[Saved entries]
▶
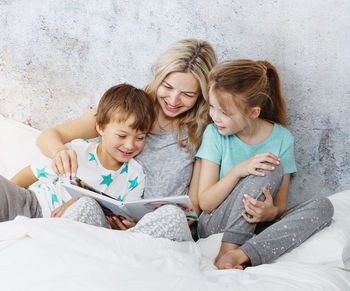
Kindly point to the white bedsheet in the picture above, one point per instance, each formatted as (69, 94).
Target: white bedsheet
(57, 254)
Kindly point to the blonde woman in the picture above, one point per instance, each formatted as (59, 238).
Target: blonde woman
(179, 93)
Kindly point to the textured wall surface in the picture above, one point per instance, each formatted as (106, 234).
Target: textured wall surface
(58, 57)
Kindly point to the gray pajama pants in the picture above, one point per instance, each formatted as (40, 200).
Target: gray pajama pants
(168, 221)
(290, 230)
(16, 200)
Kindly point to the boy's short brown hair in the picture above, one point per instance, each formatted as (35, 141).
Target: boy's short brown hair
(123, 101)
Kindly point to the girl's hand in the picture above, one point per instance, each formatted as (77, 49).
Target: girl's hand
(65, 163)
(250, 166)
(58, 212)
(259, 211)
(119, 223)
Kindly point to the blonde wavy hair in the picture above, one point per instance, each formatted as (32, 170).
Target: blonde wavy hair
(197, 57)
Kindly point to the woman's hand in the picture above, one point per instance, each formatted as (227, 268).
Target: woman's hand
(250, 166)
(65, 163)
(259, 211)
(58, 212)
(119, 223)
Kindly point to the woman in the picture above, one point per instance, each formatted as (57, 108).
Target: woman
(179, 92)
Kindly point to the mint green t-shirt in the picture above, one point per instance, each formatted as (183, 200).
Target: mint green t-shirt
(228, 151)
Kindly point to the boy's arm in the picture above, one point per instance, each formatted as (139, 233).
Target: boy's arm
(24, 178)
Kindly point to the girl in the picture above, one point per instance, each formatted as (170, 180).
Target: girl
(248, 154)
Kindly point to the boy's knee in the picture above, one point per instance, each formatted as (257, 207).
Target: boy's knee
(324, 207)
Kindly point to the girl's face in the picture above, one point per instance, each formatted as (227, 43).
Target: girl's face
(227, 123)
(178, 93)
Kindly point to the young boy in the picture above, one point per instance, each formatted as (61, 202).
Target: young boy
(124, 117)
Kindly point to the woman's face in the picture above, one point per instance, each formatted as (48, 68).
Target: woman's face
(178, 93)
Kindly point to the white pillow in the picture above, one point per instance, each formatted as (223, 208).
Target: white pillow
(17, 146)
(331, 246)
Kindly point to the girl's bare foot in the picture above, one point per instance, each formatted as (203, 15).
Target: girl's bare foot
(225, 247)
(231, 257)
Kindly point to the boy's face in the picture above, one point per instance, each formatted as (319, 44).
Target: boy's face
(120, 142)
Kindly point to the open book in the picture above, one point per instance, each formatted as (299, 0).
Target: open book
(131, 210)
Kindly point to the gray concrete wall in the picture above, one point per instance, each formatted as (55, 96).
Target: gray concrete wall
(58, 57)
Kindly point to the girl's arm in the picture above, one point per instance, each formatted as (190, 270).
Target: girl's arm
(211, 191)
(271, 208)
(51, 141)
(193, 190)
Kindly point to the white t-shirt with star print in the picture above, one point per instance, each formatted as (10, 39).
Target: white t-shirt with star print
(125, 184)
◀
▶
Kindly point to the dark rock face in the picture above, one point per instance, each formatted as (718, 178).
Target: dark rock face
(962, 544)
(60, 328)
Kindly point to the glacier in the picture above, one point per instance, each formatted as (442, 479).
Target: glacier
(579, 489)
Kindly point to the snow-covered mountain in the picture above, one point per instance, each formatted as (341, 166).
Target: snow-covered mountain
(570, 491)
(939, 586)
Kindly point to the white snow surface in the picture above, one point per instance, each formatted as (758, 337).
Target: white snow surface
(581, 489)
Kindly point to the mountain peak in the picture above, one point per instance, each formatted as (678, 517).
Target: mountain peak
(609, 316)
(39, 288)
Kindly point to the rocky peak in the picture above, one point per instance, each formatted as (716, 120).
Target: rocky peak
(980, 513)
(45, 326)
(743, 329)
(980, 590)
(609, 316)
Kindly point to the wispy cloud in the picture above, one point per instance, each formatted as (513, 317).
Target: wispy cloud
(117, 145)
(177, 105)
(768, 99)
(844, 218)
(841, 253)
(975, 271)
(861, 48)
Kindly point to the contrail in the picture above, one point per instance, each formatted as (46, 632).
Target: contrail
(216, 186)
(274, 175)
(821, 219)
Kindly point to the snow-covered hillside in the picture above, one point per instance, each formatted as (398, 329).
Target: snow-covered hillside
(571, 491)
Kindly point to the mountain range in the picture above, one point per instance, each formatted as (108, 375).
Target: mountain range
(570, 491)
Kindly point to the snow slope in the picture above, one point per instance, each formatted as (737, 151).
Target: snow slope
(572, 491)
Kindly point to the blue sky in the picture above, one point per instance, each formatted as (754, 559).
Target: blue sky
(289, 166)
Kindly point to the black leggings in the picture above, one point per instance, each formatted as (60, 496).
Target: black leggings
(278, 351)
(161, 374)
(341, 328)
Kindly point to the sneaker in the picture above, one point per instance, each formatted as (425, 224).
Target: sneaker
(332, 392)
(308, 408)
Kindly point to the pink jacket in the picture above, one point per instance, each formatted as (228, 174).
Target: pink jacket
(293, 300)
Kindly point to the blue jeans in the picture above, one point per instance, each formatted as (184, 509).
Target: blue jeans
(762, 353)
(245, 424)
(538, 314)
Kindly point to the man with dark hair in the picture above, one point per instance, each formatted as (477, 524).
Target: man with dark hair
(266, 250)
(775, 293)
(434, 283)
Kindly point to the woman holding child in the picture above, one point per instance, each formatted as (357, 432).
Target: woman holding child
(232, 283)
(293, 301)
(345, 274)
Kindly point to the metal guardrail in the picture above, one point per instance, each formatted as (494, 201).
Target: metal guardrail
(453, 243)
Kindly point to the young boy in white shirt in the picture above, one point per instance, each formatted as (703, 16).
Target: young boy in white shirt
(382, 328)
◀
▶
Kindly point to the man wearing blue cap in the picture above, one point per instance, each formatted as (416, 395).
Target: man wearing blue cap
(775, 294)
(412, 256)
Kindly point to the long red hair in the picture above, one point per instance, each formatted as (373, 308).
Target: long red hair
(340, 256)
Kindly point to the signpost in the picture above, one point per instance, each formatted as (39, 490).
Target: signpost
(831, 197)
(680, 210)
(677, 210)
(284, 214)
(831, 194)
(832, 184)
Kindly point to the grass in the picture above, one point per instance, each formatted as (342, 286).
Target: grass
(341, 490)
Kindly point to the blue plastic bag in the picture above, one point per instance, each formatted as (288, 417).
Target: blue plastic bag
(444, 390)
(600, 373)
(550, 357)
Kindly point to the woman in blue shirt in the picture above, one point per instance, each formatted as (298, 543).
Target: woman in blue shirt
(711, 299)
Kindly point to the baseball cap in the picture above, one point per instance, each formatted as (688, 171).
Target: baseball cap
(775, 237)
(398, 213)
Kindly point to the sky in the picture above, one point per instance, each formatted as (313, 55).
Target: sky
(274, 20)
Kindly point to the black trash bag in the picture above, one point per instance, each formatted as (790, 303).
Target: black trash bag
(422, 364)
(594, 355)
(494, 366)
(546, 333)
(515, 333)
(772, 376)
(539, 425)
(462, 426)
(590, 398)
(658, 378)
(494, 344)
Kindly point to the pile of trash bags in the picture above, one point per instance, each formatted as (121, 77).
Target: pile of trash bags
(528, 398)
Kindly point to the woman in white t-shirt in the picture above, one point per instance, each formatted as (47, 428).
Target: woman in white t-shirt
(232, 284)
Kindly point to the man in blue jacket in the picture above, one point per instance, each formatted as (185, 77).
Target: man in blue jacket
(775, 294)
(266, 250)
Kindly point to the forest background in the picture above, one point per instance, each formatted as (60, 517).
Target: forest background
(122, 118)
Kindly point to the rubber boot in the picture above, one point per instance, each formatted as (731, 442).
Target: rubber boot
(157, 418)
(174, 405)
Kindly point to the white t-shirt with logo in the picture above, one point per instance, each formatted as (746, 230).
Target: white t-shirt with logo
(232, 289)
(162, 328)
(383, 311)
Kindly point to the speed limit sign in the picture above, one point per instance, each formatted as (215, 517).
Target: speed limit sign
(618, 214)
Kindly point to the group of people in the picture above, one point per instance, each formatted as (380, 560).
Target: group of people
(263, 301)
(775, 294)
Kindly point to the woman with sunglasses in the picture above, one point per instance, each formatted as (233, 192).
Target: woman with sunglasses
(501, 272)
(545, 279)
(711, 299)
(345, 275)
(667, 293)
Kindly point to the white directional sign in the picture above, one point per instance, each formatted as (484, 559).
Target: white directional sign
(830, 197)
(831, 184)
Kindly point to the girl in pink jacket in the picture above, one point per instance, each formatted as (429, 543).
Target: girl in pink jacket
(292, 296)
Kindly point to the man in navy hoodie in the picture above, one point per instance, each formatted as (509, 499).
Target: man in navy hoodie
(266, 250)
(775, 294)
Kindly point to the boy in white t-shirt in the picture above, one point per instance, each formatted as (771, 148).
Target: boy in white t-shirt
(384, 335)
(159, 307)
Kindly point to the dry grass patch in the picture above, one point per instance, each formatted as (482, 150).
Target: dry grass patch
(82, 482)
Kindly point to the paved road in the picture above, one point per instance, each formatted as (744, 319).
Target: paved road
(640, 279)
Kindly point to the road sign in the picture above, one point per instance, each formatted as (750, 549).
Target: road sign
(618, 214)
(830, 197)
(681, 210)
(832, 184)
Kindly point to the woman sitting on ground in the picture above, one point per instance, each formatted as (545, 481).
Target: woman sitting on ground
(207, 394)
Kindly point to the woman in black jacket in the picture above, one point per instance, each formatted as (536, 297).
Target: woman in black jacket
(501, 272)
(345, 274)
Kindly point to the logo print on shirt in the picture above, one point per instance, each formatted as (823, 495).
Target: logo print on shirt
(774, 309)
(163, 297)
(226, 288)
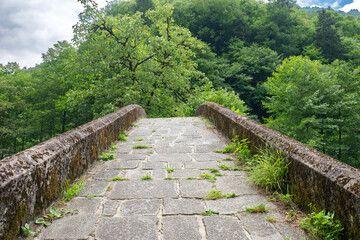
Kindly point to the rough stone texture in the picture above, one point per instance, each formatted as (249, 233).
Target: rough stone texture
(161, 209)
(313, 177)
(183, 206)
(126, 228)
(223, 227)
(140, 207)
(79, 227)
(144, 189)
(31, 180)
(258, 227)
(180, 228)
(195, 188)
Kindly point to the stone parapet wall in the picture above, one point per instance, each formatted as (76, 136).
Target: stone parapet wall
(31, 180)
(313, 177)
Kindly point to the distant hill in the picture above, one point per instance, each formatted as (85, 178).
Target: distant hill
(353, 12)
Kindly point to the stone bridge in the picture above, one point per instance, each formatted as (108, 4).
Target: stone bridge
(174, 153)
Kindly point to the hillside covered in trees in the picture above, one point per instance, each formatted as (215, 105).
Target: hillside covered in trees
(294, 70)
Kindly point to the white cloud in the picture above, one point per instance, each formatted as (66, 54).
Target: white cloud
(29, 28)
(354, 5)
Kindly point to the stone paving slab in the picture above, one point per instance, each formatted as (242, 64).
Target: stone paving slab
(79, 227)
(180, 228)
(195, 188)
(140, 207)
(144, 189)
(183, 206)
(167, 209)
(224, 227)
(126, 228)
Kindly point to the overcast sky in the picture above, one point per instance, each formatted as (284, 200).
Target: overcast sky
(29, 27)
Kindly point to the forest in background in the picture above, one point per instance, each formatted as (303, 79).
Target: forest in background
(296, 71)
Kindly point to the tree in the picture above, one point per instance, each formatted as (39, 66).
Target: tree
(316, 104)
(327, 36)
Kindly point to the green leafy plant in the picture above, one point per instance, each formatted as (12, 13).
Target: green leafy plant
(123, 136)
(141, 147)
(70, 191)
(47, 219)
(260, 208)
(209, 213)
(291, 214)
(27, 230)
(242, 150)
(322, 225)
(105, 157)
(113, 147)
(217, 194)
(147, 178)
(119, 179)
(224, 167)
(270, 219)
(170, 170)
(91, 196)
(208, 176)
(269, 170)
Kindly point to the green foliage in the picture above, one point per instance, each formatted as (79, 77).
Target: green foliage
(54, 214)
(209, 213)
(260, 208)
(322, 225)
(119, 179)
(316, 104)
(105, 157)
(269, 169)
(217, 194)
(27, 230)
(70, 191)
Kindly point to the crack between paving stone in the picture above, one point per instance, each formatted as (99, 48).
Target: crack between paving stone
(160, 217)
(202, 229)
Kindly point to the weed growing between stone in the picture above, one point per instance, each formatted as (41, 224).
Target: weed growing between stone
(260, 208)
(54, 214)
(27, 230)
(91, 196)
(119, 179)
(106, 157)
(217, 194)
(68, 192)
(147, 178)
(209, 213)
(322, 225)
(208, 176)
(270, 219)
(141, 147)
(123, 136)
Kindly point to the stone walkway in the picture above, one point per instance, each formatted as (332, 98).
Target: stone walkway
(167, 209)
◀
### [WHAT YOU NEED TO DO]
What is needed is a verbatim copy of every line in the records above from the one containing "Kindly point to the boy's knee" down to the one containing "Kindly point to the white pillow", both included, and nothing more.

### [WRITTEN ANSWER]
Kindly point to the boy's knee in the picture above, one point per instance, each formatted as (257, 207).
Target: boy's knee
(324, 207)
Kindly point to the girl's face in the picture above, one point per instance, each formatted as (227, 43).
Target: girl's face
(227, 123)
(178, 93)
Kindly point to the young boy in the picture above, one point per instance, each formatted as (61, 202).
Target: young boy
(124, 117)
Kindly point to the woman's face in the picture above, one point per instance, each formatted as (48, 68).
Target: woman's face
(178, 93)
Kindly point to the white pillow in the picture above, one point per instance, each formatted as (223, 208).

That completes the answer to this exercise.